§ TRY IT:
Transcribe exactly each line of the entries, from the opening line to the line with "rough mask: <svg", with both of those lines included.
--- RECORDS SUPPLIED Enclosed Below ---
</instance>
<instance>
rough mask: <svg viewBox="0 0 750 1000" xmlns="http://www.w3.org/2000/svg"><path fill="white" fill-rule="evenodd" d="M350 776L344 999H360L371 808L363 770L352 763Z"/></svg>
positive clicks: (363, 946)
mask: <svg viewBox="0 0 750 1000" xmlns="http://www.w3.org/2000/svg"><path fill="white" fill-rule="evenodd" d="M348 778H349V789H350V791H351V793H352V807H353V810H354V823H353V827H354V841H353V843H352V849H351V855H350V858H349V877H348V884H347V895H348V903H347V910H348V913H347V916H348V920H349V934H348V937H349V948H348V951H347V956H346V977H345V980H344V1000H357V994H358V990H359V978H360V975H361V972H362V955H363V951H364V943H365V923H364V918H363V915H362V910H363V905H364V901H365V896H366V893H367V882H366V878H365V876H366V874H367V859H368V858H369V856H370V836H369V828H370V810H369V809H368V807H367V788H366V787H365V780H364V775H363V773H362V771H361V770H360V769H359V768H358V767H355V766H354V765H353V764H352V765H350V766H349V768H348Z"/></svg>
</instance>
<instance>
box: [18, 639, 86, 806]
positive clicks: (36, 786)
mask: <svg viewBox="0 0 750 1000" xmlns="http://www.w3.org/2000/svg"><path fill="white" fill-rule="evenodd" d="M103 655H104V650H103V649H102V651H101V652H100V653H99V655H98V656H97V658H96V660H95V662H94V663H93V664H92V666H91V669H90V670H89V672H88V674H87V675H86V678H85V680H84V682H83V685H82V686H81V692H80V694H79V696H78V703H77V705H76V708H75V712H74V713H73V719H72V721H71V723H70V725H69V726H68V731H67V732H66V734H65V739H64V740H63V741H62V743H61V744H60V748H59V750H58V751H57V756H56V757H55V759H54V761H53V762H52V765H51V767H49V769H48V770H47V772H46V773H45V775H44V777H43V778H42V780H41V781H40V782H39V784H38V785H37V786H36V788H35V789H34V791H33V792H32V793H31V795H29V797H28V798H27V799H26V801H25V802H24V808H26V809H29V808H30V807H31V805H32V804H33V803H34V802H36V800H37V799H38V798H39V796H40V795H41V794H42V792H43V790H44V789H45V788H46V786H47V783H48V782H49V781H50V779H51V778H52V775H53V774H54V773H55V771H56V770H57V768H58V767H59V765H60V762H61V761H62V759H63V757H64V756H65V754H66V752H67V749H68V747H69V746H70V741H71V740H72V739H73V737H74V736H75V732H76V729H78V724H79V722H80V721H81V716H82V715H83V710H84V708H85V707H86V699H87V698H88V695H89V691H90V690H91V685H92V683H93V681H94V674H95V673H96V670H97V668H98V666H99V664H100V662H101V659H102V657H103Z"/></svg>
--- End of Enclosed RECORDS SUPPLIED ---
§ SOLUTION TO THIS EXERCISE:
</instance>
<instance>
rough mask: <svg viewBox="0 0 750 1000" xmlns="http://www.w3.org/2000/svg"><path fill="white" fill-rule="evenodd" d="M350 776L344 999H360L371 808L363 770L352 763Z"/></svg>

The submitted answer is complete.